**What is expected:** From the passage on relating to family as an adult, return the stretch from "Problems with a" through "the other person.", copied word for word.

**Document extract:**
****************************************

7. In general, treat your parents and siblings as if they were the family of someone you care about, and not your own. After all, if you were with a friend’s family, and someone did something odd, you’d just ignore it, and you wouldn’t let yourself be drawn into family squabbles. You’d just be polite and pleasant, for your friend’s sake.

After following these guidelines for a few months, your interactions with your family will change, so that you can relax and just be your adult self. You’ll find that families are more fun after you leave your old childhood behavior patterns and emotional leftovers behind.

 

Problems with a family members may not emerge until you do something independent, and may catch you by surprise, but if you can learn to respond thoughtfully, rather than react emotionally, you’ll handle the issue better, and gain respect from the other person.

Many valuable gifts come through overcoming negative reactions, and learning to view others as reflections of ourselves—useful mirrors. The following exercise will help you step back and look at others as a source of information about yourself, view people from a different angle and use the very people who upset you as a reflection of the internal dynamics behind your struggles.

Exercise: Mirrors and Teachers
1. List problem people: Make a list of people with whom you are having problems.

****************************************

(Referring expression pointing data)
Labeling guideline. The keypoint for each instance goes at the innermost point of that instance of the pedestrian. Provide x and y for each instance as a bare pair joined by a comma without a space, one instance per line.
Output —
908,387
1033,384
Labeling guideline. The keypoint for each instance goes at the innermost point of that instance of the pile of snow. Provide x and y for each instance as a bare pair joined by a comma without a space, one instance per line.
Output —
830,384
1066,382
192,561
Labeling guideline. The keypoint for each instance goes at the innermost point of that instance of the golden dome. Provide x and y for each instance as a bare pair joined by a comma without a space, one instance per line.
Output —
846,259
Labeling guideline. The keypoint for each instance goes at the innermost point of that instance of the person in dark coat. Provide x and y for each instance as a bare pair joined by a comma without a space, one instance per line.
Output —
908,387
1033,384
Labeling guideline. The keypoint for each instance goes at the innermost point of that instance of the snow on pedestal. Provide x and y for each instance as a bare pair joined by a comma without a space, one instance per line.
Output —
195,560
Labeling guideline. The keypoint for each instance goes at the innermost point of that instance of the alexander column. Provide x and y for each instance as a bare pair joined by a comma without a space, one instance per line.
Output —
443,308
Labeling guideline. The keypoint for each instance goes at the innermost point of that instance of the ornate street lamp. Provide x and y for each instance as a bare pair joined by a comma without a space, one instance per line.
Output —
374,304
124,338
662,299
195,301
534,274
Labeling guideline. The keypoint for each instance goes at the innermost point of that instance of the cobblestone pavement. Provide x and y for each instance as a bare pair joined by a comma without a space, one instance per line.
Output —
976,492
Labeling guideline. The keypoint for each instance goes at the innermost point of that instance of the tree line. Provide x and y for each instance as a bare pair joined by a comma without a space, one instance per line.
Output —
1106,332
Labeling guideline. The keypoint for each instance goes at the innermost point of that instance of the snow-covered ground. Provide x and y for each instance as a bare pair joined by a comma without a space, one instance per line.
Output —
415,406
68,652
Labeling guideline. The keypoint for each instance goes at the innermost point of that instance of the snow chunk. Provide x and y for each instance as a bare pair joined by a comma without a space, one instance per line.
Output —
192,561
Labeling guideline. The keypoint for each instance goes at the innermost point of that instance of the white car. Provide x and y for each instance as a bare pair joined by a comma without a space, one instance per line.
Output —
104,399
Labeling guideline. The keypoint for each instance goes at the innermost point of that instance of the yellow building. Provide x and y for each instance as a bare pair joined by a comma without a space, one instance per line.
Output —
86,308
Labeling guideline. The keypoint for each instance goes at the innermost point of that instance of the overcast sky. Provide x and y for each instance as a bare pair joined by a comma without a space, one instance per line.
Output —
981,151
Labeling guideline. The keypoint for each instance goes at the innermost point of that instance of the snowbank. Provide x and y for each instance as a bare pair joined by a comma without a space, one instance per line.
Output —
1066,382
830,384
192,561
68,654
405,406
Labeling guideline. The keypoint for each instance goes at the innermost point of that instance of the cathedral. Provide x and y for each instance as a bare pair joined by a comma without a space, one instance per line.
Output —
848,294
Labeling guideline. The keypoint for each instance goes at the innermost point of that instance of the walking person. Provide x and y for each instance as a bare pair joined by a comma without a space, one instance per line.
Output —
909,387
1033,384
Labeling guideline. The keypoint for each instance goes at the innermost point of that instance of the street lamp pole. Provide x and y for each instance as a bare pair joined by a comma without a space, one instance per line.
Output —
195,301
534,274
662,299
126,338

****************************************

**Your response:**
Problems with a family members may not emerge until you do something independent, and may catch you by surprise, but if you can learn to respond thoughtfully, rather than react emotionally, you’ll handle the issue better, and gain respect from the other person.